**EXCERPTED RECORDS:**
• • • •
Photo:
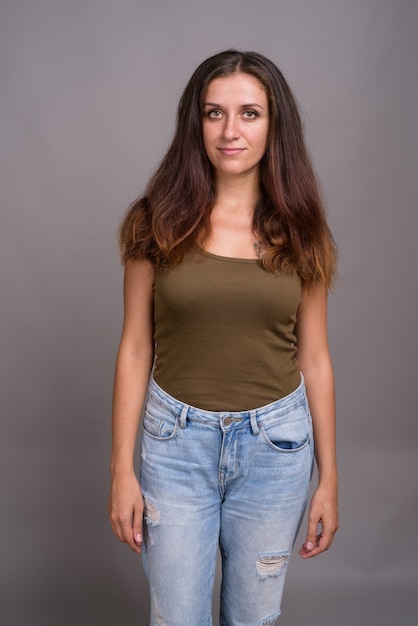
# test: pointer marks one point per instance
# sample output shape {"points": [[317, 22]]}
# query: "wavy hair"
{"points": [[289, 218]]}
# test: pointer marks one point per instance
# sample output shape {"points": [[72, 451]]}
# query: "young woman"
{"points": [[228, 260]]}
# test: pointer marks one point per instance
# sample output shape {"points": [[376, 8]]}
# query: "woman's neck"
{"points": [[237, 196]]}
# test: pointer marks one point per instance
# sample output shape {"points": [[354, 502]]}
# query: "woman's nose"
{"points": [[231, 128]]}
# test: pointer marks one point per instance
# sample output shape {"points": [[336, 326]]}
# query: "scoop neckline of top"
{"points": [[230, 259]]}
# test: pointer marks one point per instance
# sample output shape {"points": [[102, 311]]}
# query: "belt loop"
{"points": [[183, 416], [253, 420]]}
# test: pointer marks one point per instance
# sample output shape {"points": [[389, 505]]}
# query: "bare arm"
{"points": [[133, 368], [315, 363]]}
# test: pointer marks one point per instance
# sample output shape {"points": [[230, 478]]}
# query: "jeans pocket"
{"points": [[288, 433], [159, 422]]}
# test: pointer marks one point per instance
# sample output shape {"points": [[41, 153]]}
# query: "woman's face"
{"points": [[235, 124]]}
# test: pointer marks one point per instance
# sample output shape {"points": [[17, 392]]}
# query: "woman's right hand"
{"points": [[126, 510]]}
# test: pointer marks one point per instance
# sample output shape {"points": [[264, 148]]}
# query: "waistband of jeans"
{"points": [[296, 397]]}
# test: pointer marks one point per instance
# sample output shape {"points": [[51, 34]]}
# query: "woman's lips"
{"points": [[231, 151]]}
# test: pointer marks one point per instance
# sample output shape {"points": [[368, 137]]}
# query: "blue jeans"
{"points": [[237, 479]]}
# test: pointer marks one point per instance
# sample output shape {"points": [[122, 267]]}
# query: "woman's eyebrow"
{"points": [[250, 105]]}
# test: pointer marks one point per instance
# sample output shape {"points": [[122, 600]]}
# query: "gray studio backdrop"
{"points": [[88, 96]]}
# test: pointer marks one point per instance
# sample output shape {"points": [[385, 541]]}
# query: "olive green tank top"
{"points": [[224, 332]]}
• • • •
**GOAL:** Please reproduce every line of the records above as a numbered list, dropping blank lines and leaving the pictures out.

**TASK RESULT:**
1. Photo:
2. # test: pointer marks one point per instance
3. # sample output shape {"points": [[317, 22]]}
4. # query: "wavy hair"
5. {"points": [[289, 218]]}
6. # test: pointer marks one point per instance
7. # sample output shape {"points": [[72, 451]]}
8. # query: "young woman"
9. {"points": [[228, 260]]}
10. # test: pointer marks one point per instance
11. # sample output shape {"points": [[376, 8]]}
12. # query: "woman's neck"
13. {"points": [[237, 196]]}
14. # test: pointer marks one point per instance
15. # sample output shape {"points": [[354, 502]]}
16. # query: "woman's nose"
17. {"points": [[231, 128]]}
18. # test: pointer marks one point per instance
19. # sample output shape {"points": [[336, 326]]}
20. # query: "scoop neckline of top"
21. {"points": [[230, 259]]}
22. # test: pointer marks one point per instance
23. # sample output shape {"points": [[102, 311]]}
24. # query: "belt loop"
25. {"points": [[183, 416], [253, 420]]}
26. # test: pointer marks one point per instance
27. # sample output shape {"points": [[389, 505]]}
28. # query: "bare arm"
29. {"points": [[133, 368], [315, 363]]}
30. # test: pointer marks one point per instance
31. # sample output shape {"points": [[230, 478]]}
32. # query: "jeans pocket"
33. {"points": [[288, 433], [159, 422]]}
34. # test: pointer marks one point per instance
35. # sample output shape {"points": [[41, 153]]}
36. # query: "woman's face"
37. {"points": [[235, 124]]}
38. # test: pointer marks one point per instance
39. # sample output shape {"points": [[17, 392]]}
40. # query: "woman's right hand"
41. {"points": [[126, 510]]}
42. # test: pointer marks one point per instance
43. # sample output shape {"points": [[264, 148]]}
44. # query: "waistband of jeans"
45. {"points": [[296, 397]]}
46. # test: pointer marks one point per instance
47. # sample output shape {"points": [[51, 34]]}
48. # query: "woman's lips"
49. {"points": [[231, 151]]}
50. # test: pointer marks one point per instance
51. # sample output shape {"points": [[368, 137]]}
52. # query: "blue jeans"
53. {"points": [[237, 479]]}
54. # test: pointer marks one point per instance
55. # sample output shape {"points": [[122, 267]]}
56. # query: "woman's eyebrow"
57. {"points": [[250, 105]]}
58. # test: pointer marks one point per instance
59. # sample output shape {"points": [[122, 600]]}
60. # query: "gray studio backdrop"
61. {"points": [[88, 96]]}
62. # test: pointer marks one point per instance
63. # sample output shape {"points": [[385, 541]]}
64. # query: "olive green tank top"
65. {"points": [[224, 332]]}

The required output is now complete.